▶ _EXERCISE OBJECTIVE_: Can you locate every line below that contains the word "asphalt" and copy each one out in full?

-- BEGIN --

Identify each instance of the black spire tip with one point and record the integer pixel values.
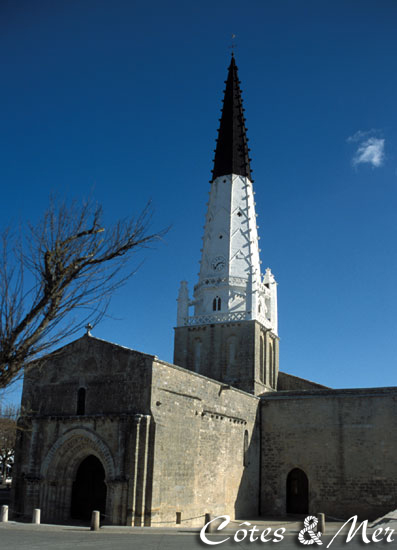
(231, 154)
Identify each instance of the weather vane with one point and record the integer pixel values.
(233, 45)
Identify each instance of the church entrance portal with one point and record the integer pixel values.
(89, 489)
(297, 492)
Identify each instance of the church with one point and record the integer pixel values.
(221, 430)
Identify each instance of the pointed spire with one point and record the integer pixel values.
(231, 154)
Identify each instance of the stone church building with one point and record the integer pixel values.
(221, 430)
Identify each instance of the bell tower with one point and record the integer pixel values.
(231, 334)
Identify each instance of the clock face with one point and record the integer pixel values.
(218, 263)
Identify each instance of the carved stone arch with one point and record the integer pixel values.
(69, 450)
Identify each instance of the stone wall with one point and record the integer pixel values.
(206, 349)
(344, 440)
(290, 382)
(200, 464)
(116, 380)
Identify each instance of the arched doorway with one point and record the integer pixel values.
(89, 489)
(297, 492)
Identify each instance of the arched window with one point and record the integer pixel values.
(232, 349)
(297, 492)
(197, 355)
(81, 401)
(262, 371)
(246, 444)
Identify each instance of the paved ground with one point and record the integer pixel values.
(19, 536)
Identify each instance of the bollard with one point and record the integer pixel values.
(36, 516)
(321, 523)
(95, 520)
(207, 518)
(4, 514)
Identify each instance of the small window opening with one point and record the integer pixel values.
(81, 401)
(245, 455)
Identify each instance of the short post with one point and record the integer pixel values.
(36, 516)
(321, 523)
(4, 514)
(95, 520)
(208, 518)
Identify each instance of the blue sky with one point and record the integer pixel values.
(123, 98)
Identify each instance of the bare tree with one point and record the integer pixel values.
(8, 432)
(66, 263)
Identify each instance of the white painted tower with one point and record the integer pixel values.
(231, 290)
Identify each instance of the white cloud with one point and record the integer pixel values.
(360, 135)
(370, 151)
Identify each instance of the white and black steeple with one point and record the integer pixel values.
(232, 152)
(231, 291)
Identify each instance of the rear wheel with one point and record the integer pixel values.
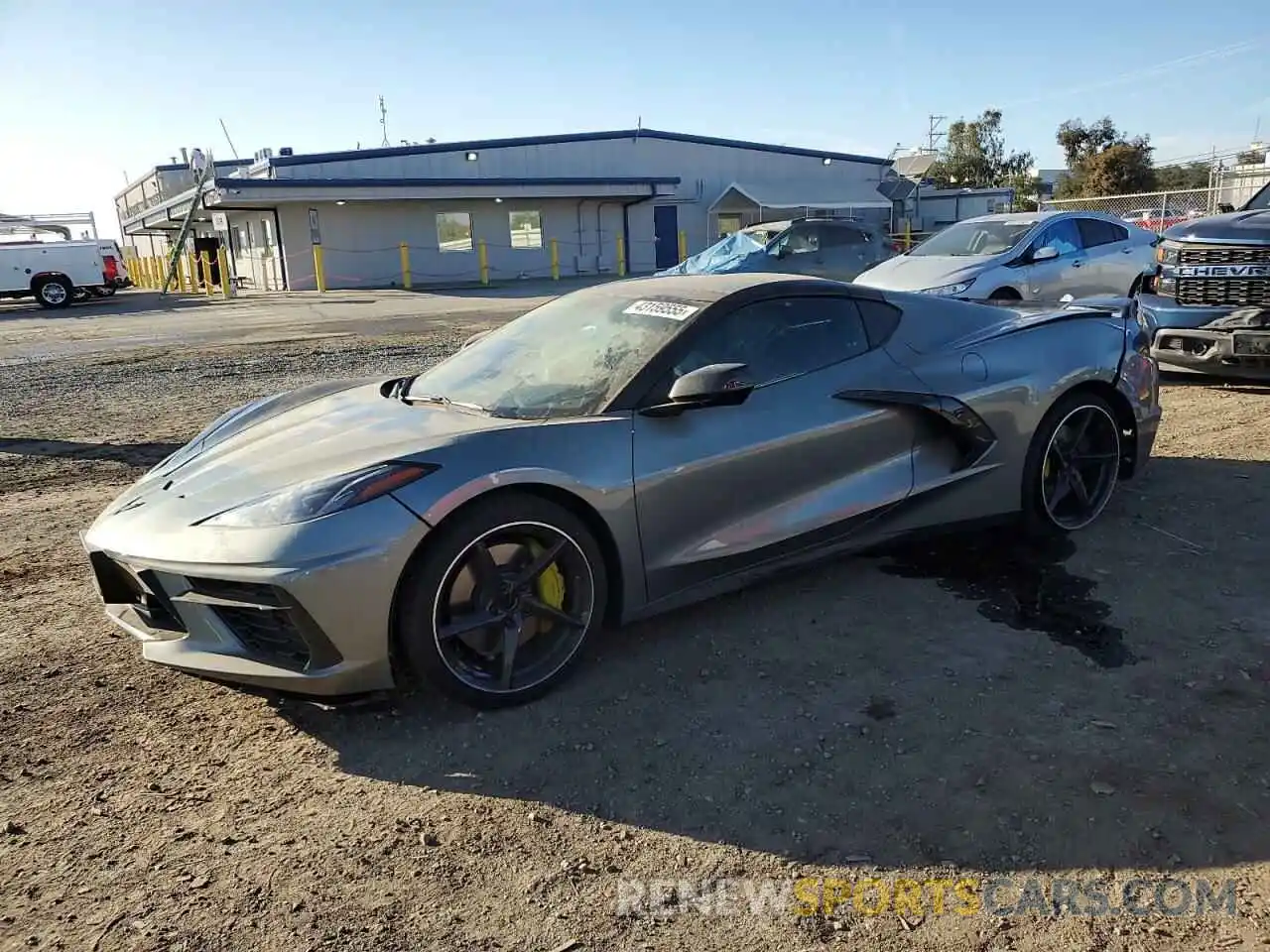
(55, 293)
(1072, 465)
(500, 601)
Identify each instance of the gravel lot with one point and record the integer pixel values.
(964, 708)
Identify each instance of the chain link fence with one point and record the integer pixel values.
(1157, 211)
(1153, 211)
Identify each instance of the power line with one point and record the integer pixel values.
(1223, 53)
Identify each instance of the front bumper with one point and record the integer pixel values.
(310, 625)
(1183, 339)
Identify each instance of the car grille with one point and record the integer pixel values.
(268, 635)
(121, 585)
(1224, 254)
(1239, 293)
(268, 624)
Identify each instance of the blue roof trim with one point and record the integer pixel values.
(440, 182)
(476, 145)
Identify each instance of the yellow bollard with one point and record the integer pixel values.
(318, 270)
(222, 262)
(405, 266)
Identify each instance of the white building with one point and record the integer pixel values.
(518, 198)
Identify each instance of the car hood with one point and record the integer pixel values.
(310, 436)
(922, 272)
(1236, 226)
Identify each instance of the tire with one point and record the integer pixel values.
(470, 665)
(1047, 488)
(55, 294)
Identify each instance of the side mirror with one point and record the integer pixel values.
(472, 339)
(712, 385)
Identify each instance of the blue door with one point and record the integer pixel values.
(666, 234)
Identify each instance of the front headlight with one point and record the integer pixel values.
(949, 290)
(317, 498)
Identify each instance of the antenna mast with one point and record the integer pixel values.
(934, 134)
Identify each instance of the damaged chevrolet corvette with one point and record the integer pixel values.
(610, 454)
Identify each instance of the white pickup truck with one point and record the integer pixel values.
(53, 272)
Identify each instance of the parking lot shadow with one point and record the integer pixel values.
(944, 702)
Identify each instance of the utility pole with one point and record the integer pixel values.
(935, 132)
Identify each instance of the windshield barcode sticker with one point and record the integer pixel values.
(674, 309)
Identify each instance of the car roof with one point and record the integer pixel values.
(698, 289)
(1035, 217)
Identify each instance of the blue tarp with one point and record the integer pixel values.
(735, 253)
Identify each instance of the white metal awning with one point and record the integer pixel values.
(776, 195)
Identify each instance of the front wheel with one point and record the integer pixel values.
(498, 604)
(55, 293)
(1072, 465)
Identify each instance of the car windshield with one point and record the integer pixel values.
(973, 239)
(567, 358)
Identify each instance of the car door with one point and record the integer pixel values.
(1112, 264)
(724, 489)
(1065, 275)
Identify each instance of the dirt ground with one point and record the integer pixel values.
(956, 710)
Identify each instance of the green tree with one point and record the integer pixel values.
(975, 157)
(1101, 160)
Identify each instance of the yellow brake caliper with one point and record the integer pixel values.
(550, 584)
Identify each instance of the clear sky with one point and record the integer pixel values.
(127, 84)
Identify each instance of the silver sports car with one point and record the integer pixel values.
(610, 454)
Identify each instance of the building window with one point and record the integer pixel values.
(454, 231)
(526, 229)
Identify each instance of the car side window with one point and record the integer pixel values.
(781, 338)
(841, 236)
(803, 239)
(1064, 236)
(1095, 231)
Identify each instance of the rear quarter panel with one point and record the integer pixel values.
(1011, 381)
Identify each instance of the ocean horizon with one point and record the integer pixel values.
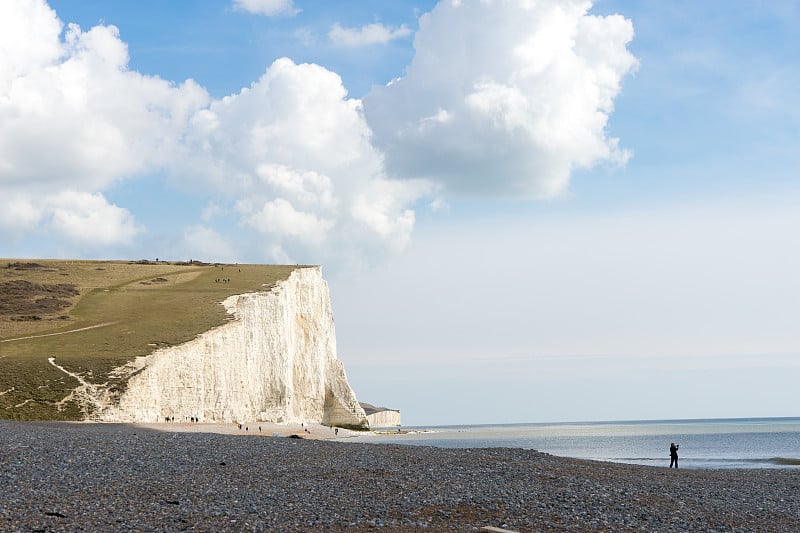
(704, 443)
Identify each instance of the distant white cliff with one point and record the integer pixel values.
(275, 362)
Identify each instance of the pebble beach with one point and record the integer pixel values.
(116, 477)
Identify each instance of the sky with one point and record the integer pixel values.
(526, 211)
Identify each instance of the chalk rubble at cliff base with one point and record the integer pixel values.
(112, 477)
(275, 362)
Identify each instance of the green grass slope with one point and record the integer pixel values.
(94, 316)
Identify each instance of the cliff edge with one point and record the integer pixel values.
(274, 362)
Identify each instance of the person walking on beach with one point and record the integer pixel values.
(673, 454)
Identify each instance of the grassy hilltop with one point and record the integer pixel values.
(94, 316)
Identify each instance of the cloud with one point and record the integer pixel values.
(293, 153)
(289, 155)
(504, 98)
(501, 98)
(84, 217)
(266, 7)
(72, 115)
(375, 33)
(207, 243)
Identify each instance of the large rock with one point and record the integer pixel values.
(275, 362)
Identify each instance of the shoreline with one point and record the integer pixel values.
(88, 476)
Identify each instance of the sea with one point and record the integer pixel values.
(704, 444)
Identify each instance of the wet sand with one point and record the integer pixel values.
(117, 477)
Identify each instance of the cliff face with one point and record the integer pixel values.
(275, 362)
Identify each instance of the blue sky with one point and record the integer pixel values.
(567, 211)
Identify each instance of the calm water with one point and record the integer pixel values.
(723, 443)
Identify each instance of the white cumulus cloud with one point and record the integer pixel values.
(89, 218)
(266, 7)
(504, 98)
(375, 33)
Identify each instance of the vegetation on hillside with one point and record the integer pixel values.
(95, 316)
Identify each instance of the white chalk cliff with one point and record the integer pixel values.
(275, 362)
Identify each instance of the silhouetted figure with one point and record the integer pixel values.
(673, 454)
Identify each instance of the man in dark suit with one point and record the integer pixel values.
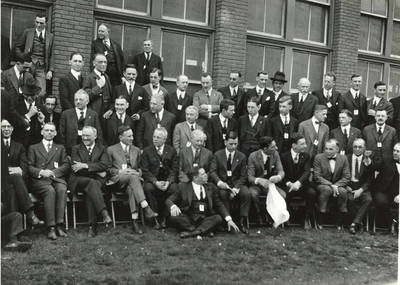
(38, 43)
(160, 167)
(331, 177)
(359, 199)
(71, 82)
(178, 101)
(156, 117)
(126, 174)
(219, 126)
(194, 206)
(356, 103)
(303, 102)
(98, 86)
(296, 164)
(194, 155)
(331, 98)
(379, 102)
(146, 62)
(264, 168)
(229, 173)
(73, 120)
(90, 162)
(112, 51)
(251, 127)
(235, 93)
(282, 127)
(48, 166)
(345, 134)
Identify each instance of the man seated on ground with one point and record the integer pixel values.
(89, 164)
(125, 173)
(229, 173)
(361, 171)
(160, 167)
(196, 208)
(331, 176)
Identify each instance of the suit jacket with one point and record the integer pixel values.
(183, 198)
(56, 160)
(255, 166)
(144, 68)
(67, 87)
(171, 105)
(334, 105)
(200, 98)
(276, 130)
(339, 136)
(69, 126)
(182, 133)
(306, 129)
(24, 45)
(239, 168)
(99, 98)
(148, 124)
(186, 160)
(215, 139)
(359, 121)
(111, 128)
(156, 168)
(322, 174)
(98, 164)
(117, 158)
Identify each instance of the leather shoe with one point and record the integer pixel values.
(52, 233)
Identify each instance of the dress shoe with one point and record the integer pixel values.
(136, 228)
(52, 233)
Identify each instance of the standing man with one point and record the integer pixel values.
(146, 62)
(331, 98)
(207, 99)
(112, 51)
(71, 82)
(48, 166)
(178, 101)
(38, 43)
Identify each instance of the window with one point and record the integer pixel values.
(259, 57)
(186, 10)
(310, 65)
(267, 16)
(184, 53)
(371, 72)
(311, 22)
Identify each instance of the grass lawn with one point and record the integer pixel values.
(282, 256)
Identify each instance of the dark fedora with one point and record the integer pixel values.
(279, 76)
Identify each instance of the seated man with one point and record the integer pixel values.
(264, 168)
(331, 176)
(48, 166)
(196, 208)
(89, 164)
(229, 173)
(159, 166)
(125, 173)
(359, 198)
(297, 164)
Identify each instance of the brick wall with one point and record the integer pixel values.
(230, 39)
(346, 33)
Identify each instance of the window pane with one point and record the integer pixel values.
(256, 15)
(172, 53)
(196, 10)
(275, 13)
(174, 8)
(317, 33)
(195, 56)
(302, 19)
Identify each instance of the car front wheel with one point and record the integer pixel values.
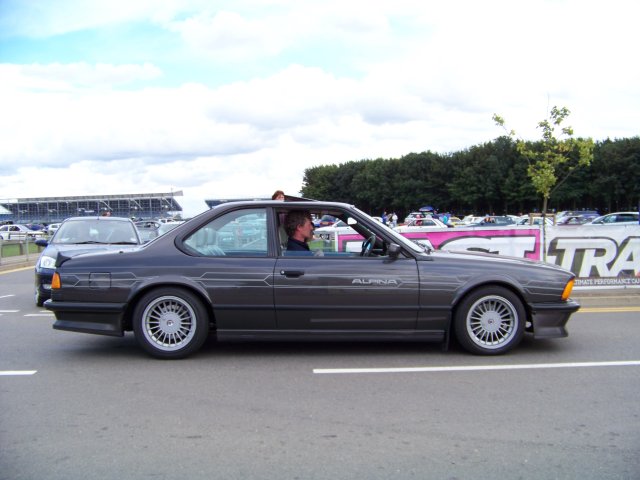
(170, 323)
(490, 321)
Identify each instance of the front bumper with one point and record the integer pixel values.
(550, 319)
(96, 318)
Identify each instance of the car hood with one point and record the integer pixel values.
(492, 257)
(75, 250)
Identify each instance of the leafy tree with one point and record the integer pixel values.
(553, 160)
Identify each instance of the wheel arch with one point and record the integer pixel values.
(139, 293)
(498, 282)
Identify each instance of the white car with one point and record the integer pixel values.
(537, 221)
(52, 228)
(19, 232)
(421, 225)
(617, 218)
(329, 233)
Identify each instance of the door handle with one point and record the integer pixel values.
(292, 273)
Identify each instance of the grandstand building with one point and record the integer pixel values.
(55, 209)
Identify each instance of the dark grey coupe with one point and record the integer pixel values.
(227, 272)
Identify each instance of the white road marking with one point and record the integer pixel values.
(477, 367)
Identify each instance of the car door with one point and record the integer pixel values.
(345, 291)
(235, 267)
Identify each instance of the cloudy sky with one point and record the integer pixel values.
(228, 99)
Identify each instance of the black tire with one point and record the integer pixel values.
(490, 321)
(39, 299)
(170, 323)
(367, 246)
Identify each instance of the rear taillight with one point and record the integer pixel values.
(567, 289)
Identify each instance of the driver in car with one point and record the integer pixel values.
(299, 228)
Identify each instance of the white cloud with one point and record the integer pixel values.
(421, 76)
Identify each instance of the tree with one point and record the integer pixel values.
(555, 158)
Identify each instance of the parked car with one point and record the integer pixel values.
(147, 229)
(329, 233)
(19, 232)
(52, 228)
(591, 214)
(617, 218)
(526, 220)
(324, 221)
(77, 235)
(168, 226)
(575, 219)
(494, 221)
(421, 225)
(377, 285)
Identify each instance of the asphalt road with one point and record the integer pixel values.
(76, 406)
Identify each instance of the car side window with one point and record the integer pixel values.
(241, 233)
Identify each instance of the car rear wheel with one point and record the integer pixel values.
(490, 321)
(39, 299)
(170, 323)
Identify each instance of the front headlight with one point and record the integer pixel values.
(47, 262)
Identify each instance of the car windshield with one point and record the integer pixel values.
(93, 231)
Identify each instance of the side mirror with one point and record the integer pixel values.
(394, 250)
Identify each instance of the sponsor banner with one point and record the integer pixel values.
(516, 242)
(600, 256)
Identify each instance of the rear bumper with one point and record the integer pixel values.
(96, 318)
(550, 319)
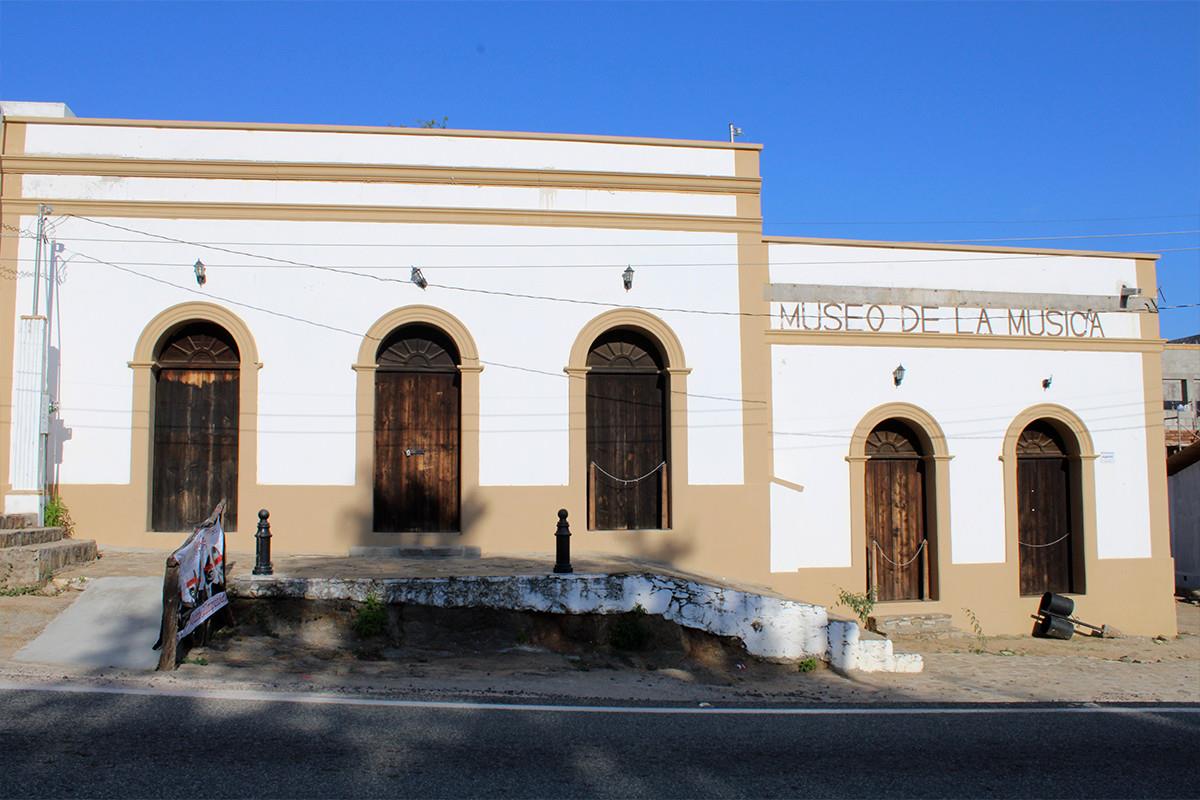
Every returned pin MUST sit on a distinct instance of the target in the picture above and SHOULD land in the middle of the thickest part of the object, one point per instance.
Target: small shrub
(859, 602)
(629, 631)
(981, 637)
(59, 516)
(371, 618)
(17, 591)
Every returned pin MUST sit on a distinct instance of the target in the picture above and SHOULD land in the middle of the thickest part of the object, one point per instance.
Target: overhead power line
(1152, 233)
(336, 329)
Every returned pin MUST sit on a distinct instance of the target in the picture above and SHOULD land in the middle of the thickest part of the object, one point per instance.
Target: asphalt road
(105, 745)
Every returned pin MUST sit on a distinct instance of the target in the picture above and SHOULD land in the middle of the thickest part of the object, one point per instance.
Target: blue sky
(906, 121)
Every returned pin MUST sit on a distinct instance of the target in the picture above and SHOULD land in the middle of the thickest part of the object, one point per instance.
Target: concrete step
(22, 536)
(414, 552)
(910, 624)
(11, 521)
(31, 565)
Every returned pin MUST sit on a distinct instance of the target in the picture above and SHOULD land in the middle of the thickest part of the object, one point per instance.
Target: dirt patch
(493, 642)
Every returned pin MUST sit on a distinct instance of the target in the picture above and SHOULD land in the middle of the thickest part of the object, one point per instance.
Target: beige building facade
(603, 328)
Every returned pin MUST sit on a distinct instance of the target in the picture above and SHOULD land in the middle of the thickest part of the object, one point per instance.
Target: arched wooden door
(897, 540)
(195, 427)
(628, 441)
(1047, 546)
(417, 427)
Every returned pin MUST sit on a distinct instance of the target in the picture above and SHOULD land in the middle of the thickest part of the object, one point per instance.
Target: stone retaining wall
(771, 627)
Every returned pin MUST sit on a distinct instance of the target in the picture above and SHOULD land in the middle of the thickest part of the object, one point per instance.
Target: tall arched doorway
(196, 409)
(898, 545)
(1049, 546)
(417, 432)
(628, 433)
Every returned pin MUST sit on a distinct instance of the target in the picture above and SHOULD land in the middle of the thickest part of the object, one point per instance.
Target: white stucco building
(738, 410)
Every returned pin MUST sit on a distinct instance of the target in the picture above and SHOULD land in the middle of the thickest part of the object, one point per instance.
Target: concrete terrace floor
(997, 669)
(121, 561)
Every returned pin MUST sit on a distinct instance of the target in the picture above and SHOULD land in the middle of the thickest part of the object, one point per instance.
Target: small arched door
(417, 432)
(1049, 552)
(628, 441)
(897, 541)
(195, 427)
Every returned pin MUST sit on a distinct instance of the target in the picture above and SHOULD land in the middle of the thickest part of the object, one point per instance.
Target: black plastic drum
(1053, 603)
(1054, 627)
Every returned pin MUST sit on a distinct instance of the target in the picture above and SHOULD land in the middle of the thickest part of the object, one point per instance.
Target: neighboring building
(1181, 392)
(960, 427)
(1183, 487)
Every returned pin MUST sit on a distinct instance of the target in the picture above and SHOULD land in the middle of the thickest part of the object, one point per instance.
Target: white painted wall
(417, 150)
(185, 190)
(973, 395)
(306, 385)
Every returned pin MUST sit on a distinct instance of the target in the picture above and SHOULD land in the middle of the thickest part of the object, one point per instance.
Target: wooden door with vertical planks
(195, 462)
(627, 431)
(417, 433)
(1044, 513)
(895, 512)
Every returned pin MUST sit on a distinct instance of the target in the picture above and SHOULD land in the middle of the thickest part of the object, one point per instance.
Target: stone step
(413, 552)
(910, 624)
(31, 565)
(11, 521)
(22, 536)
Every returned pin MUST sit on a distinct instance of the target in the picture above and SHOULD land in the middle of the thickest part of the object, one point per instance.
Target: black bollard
(263, 546)
(563, 545)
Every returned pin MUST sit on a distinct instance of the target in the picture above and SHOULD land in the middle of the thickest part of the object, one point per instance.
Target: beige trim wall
(967, 248)
(1156, 445)
(937, 489)
(391, 214)
(390, 130)
(142, 441)
(469, 368)
(379, 173)
(862, 338)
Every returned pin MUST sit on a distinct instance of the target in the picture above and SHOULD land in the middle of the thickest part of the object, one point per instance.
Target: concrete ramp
(114, 623)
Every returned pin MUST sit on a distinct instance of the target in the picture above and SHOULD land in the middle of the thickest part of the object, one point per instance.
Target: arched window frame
(364, 429)
(1081, 462)
(937, 488)
(677, 403)
(145, 350)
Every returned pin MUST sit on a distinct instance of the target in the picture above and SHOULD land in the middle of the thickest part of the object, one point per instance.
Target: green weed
(371, 618)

-- END --

▶ _ANSWER FOR THE TASK_:
Identify each instance of the asphalt road with one point and record the integer pixel values.
Target: asphalt road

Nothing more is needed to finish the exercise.